MATERIAL PROVIDED =
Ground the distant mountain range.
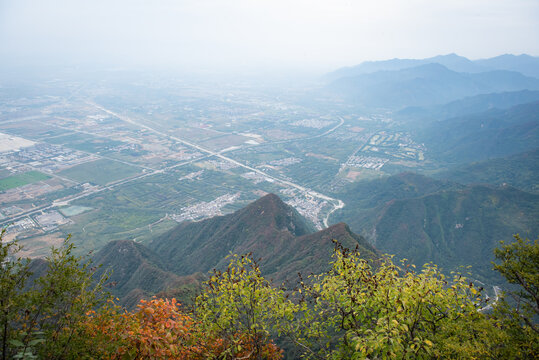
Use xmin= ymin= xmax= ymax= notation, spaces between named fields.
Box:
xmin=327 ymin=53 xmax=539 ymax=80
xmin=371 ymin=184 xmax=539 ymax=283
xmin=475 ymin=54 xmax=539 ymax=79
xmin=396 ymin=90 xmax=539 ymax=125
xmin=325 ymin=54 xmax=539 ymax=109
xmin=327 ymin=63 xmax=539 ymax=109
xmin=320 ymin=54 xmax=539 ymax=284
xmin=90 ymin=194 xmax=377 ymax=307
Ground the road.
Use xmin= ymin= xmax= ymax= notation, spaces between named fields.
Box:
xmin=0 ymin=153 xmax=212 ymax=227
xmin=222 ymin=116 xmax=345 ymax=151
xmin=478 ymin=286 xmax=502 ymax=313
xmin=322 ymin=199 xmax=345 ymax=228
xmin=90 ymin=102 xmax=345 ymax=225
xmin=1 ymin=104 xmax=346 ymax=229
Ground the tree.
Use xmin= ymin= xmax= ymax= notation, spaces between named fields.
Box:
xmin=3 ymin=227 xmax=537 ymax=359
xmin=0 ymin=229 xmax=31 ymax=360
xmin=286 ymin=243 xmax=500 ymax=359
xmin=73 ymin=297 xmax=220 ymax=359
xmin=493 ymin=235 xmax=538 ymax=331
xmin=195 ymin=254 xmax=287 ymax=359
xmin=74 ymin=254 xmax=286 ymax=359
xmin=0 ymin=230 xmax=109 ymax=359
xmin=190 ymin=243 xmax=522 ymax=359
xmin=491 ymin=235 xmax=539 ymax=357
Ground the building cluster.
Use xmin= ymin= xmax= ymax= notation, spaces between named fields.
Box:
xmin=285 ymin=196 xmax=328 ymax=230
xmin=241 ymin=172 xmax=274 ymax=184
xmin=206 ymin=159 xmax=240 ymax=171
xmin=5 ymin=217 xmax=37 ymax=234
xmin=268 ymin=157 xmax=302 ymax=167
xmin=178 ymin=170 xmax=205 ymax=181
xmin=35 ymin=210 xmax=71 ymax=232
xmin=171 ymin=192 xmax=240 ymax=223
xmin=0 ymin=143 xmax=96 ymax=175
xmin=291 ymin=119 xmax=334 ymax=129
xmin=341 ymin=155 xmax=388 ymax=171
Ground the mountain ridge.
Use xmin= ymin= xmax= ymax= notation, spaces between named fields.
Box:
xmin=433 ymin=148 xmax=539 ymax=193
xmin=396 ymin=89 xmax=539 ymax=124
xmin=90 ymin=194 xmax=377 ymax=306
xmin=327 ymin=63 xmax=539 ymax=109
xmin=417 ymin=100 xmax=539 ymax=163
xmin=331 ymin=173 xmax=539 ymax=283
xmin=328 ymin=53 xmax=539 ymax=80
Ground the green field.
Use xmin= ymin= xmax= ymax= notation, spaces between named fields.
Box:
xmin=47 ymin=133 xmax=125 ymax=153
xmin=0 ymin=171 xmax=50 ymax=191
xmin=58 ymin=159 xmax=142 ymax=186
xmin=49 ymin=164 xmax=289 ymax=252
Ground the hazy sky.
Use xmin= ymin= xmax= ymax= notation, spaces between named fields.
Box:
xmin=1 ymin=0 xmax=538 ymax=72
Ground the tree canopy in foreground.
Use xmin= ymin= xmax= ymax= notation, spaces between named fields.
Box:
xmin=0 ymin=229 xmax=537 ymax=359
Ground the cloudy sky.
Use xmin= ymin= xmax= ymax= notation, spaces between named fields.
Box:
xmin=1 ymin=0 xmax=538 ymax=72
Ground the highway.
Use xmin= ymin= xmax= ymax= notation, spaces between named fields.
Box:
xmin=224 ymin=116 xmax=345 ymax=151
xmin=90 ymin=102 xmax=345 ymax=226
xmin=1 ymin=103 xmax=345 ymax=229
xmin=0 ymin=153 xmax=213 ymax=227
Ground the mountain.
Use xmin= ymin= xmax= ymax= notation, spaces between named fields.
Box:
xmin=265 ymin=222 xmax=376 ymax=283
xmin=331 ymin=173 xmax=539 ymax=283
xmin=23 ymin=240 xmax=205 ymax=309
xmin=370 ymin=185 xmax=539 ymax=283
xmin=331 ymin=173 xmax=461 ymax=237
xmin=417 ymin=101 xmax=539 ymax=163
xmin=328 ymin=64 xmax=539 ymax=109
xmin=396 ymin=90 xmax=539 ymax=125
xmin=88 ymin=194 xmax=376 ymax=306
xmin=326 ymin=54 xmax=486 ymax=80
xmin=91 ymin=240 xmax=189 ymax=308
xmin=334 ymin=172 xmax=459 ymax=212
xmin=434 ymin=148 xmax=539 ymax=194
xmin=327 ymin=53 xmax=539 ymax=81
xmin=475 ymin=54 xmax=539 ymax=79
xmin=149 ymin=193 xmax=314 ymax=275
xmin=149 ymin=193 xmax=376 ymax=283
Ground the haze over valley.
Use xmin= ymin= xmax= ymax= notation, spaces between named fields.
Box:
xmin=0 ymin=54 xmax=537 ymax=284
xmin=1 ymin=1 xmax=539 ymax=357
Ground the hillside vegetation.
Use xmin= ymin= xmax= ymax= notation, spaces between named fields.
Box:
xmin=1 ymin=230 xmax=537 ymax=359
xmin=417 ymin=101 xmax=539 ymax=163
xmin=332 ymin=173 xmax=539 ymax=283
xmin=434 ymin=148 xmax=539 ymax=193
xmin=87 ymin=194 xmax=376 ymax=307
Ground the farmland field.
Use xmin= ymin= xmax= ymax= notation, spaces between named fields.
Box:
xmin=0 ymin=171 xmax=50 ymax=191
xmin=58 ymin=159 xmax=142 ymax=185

...

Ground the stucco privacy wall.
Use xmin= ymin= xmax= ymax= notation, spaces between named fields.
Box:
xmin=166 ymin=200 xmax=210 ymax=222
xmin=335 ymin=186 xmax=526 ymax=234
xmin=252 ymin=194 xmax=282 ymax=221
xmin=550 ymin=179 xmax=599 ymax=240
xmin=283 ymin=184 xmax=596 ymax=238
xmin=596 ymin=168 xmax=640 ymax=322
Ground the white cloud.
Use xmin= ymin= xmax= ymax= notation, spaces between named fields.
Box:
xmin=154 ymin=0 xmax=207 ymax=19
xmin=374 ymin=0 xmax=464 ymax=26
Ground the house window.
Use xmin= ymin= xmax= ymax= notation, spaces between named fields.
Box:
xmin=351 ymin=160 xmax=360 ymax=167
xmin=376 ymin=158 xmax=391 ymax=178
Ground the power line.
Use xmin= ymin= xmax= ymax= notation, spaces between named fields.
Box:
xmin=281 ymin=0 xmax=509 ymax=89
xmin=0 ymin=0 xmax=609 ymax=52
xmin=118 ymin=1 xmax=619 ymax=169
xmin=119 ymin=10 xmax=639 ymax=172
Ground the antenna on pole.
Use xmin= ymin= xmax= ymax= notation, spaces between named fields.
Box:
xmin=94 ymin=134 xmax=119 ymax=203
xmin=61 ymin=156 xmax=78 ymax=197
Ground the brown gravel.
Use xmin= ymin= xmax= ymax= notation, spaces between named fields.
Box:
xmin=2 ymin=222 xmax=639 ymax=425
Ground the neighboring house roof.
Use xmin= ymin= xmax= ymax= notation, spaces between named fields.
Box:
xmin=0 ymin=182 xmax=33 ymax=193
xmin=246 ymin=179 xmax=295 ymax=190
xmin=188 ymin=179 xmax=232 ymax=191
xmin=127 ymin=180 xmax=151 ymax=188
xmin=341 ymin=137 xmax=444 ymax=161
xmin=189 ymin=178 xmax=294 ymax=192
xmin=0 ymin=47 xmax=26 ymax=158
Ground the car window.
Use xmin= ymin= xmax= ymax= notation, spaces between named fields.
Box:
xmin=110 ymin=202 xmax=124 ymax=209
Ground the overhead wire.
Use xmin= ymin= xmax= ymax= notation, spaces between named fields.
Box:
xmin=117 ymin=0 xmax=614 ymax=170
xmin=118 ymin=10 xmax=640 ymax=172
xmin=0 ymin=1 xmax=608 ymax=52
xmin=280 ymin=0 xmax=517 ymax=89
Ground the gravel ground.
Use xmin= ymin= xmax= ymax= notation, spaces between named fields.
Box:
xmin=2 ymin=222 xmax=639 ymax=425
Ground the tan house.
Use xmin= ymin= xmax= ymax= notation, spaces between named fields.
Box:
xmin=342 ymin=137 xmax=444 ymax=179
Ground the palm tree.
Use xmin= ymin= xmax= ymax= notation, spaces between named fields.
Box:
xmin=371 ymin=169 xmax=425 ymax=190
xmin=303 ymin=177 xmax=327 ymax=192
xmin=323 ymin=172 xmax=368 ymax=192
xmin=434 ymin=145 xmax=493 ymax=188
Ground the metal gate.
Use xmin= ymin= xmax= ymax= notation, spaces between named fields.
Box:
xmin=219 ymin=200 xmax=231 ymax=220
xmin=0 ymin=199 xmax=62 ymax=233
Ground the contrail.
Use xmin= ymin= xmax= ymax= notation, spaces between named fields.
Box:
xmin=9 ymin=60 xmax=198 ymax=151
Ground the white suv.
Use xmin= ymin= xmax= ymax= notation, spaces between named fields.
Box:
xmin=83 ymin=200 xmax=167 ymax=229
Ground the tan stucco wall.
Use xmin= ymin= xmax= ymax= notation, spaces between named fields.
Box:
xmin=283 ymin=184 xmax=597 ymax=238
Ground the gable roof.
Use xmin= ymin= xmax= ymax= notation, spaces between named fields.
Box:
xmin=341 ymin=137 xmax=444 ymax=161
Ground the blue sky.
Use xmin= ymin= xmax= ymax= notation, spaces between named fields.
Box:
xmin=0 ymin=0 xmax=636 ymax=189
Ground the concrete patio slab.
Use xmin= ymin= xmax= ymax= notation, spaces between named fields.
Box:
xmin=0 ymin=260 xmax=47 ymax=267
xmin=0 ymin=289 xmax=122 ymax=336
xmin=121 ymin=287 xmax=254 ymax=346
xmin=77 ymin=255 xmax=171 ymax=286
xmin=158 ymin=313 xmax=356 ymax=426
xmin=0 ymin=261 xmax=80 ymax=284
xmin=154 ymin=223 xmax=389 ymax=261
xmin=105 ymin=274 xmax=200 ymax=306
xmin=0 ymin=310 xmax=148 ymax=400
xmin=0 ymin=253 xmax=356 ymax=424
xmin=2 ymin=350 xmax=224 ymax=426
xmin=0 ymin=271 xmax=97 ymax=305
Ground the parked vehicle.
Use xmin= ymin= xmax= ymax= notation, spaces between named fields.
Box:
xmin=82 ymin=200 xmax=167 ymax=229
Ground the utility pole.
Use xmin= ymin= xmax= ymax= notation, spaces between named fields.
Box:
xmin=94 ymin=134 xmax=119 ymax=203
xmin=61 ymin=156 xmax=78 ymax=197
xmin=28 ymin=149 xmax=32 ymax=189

WHAT THIS TASK INVOLVES = Report each line of the records that holds the word "stucco".

ANSWER FOR THIS EXERCISE =
Ground the stucco privacy wall.
Ground the tan stucco wall.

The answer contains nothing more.